THE EXERCISE: Please copy the data from the line with "Annotation spec v3.2 — beige" up to and including the line with "[0,532,637,780]", swapping "sofa" for "couch" and keeping everything else the same.

======== RAW DATA ========

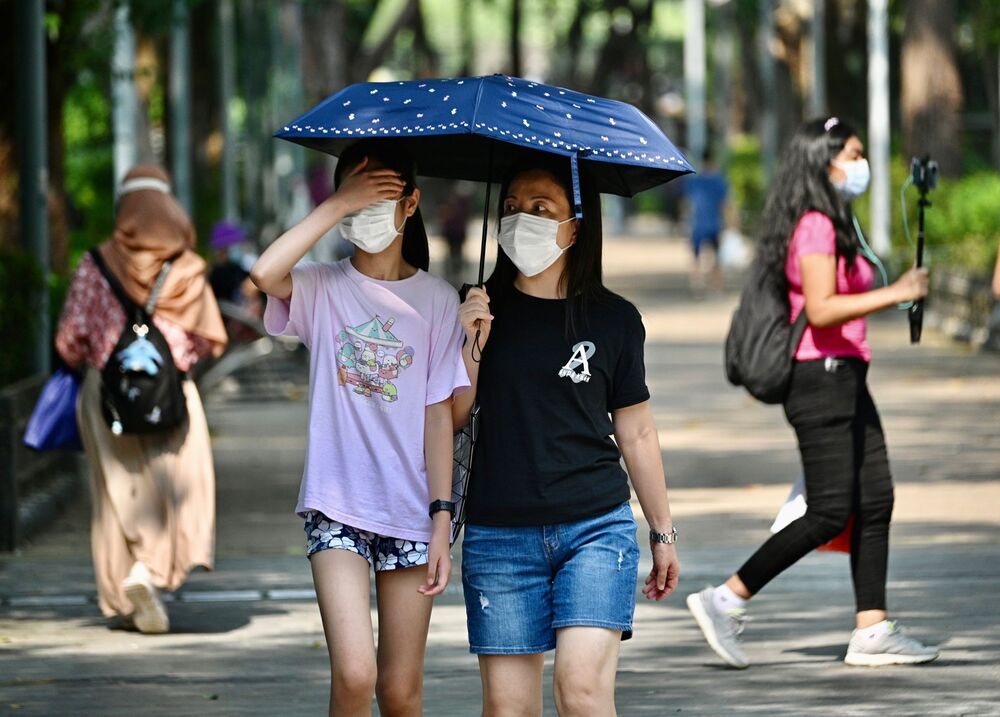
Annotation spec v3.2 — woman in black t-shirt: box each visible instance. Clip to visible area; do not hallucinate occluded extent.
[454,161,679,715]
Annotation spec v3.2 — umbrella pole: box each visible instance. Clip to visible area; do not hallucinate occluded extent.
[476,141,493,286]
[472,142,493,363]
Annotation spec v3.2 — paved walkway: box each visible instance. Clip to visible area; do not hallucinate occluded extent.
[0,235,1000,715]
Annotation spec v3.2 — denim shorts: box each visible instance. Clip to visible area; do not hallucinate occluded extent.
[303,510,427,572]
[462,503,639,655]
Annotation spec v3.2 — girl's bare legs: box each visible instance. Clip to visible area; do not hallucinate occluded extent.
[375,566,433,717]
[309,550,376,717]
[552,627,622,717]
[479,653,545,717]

========
======== RAW DATA ========

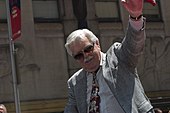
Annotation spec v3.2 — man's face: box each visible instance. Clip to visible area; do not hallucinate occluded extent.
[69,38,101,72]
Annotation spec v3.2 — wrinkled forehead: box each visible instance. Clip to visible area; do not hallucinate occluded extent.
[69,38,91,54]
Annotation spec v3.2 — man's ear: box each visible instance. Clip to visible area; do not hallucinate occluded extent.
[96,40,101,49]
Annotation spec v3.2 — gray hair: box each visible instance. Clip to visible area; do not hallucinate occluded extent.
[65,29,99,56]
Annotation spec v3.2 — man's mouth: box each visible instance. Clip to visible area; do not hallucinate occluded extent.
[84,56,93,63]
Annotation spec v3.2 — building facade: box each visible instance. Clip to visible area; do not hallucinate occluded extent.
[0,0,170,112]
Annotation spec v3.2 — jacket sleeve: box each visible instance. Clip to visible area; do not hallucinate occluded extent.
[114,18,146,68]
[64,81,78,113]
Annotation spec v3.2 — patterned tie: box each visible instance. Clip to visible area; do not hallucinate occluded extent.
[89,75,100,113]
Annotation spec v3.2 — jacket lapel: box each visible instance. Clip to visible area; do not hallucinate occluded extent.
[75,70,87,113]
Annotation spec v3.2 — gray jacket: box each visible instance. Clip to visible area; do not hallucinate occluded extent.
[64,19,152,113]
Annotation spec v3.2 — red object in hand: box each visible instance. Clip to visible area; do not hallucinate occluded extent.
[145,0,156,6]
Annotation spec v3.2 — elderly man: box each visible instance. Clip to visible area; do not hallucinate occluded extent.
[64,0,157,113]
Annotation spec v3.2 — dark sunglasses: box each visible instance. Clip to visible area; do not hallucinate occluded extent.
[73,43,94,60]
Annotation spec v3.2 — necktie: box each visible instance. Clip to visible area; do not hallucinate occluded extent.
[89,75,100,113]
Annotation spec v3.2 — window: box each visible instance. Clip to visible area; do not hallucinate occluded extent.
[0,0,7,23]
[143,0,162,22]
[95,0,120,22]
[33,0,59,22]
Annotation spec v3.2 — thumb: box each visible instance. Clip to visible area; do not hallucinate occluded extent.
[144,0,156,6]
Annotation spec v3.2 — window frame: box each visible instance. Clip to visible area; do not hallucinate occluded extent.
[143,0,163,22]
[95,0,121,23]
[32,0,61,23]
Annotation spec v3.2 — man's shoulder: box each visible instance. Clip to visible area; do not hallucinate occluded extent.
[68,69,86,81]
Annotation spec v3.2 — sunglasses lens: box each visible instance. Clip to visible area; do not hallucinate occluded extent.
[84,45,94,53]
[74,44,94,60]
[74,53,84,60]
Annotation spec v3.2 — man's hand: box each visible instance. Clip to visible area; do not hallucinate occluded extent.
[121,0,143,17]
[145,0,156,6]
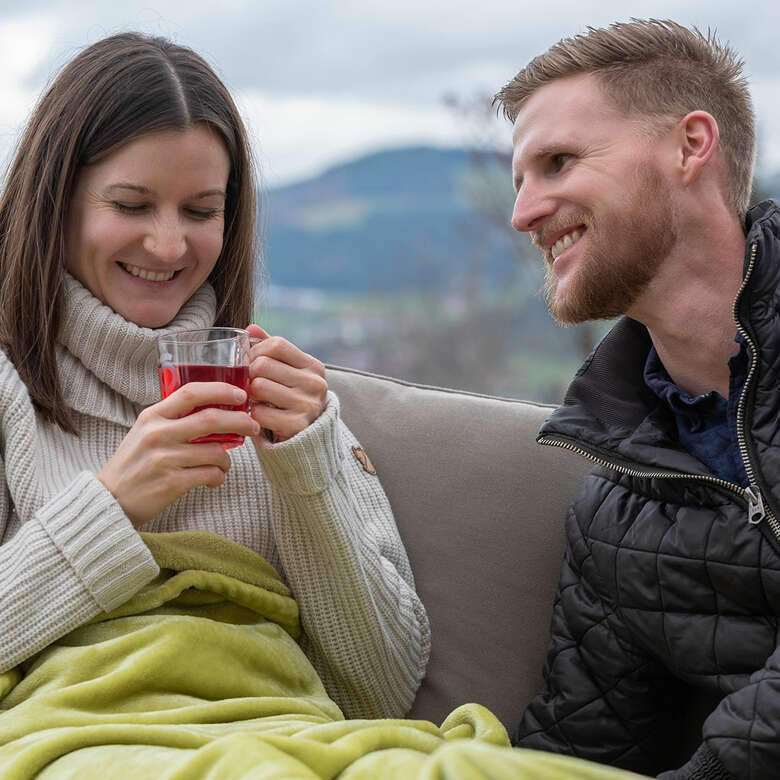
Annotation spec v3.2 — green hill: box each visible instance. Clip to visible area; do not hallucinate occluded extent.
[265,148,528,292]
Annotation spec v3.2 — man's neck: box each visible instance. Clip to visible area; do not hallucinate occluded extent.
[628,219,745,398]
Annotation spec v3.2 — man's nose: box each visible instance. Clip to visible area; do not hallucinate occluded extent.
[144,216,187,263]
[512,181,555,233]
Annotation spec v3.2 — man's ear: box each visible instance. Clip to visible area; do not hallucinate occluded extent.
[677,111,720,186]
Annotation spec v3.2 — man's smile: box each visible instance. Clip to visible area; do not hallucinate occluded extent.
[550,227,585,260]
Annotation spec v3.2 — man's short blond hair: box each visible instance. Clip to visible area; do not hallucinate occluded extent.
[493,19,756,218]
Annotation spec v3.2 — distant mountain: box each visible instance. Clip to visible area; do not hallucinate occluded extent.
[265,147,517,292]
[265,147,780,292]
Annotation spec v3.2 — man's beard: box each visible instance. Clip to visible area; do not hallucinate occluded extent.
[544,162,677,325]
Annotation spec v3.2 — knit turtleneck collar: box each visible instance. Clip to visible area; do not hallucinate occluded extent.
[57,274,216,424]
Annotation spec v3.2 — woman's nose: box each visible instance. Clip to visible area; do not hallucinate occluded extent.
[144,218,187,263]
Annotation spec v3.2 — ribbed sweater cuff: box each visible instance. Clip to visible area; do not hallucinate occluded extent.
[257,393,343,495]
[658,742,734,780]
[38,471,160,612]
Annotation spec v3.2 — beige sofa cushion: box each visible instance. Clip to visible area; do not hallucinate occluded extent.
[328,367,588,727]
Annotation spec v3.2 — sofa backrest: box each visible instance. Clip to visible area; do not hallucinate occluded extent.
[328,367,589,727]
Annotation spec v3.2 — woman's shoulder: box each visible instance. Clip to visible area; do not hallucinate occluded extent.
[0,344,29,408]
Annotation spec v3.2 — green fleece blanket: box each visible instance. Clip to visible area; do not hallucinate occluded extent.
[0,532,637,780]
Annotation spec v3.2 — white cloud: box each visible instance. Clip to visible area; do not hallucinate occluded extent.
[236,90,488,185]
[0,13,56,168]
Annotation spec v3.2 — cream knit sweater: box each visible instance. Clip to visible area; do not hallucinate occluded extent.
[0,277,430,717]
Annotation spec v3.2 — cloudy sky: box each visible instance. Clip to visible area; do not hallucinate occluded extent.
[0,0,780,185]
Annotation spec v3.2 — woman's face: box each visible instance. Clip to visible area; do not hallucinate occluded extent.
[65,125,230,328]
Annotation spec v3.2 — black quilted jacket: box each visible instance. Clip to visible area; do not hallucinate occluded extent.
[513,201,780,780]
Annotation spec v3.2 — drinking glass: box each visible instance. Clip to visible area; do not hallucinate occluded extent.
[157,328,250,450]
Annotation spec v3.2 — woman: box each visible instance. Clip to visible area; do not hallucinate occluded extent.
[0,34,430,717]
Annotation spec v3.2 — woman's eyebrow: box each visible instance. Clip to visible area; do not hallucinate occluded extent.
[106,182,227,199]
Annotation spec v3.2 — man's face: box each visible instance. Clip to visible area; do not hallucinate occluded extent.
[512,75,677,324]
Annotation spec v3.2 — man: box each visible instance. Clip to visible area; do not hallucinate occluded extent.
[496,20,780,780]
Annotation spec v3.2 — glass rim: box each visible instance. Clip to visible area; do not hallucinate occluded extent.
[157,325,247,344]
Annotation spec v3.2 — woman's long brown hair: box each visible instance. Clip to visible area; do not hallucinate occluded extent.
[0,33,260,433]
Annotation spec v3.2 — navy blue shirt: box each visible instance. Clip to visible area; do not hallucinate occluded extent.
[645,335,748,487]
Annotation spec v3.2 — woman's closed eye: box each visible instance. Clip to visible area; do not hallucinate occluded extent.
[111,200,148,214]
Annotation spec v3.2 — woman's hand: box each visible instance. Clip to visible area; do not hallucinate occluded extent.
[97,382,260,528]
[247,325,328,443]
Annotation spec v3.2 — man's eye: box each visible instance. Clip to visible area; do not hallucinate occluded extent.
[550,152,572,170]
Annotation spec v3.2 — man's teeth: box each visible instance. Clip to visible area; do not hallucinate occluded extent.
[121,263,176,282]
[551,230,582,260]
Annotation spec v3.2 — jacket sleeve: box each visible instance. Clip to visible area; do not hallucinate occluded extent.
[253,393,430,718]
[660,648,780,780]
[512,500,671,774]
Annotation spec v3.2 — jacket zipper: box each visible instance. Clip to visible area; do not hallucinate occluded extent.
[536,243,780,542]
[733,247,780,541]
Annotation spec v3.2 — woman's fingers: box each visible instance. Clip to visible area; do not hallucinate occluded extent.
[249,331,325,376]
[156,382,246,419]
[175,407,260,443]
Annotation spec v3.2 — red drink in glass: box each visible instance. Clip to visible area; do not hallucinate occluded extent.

========

THE ANSWER:
Annotation spec v3.2 — beige couch cushion: box each visible instance. Clip to visible area; do not hallucinate occluded extent.
[328,367,588,727]
Annotation spec v3.2 — couch backrest: box each visible instance. Clip to visible area; do not hallucinate occluded extent.
[328,367,589,727]
Annotation spec v3.2 — woman's shoulder: box each visible instance. Clip to visible area; do not hallucinate occluded extent.
[0,344,29,408]
Annotation spec v3.2 — green fleece blanket: box each visible instance. Clip to visible area; do not hallucinate occluded extent.
[0,532,637,780]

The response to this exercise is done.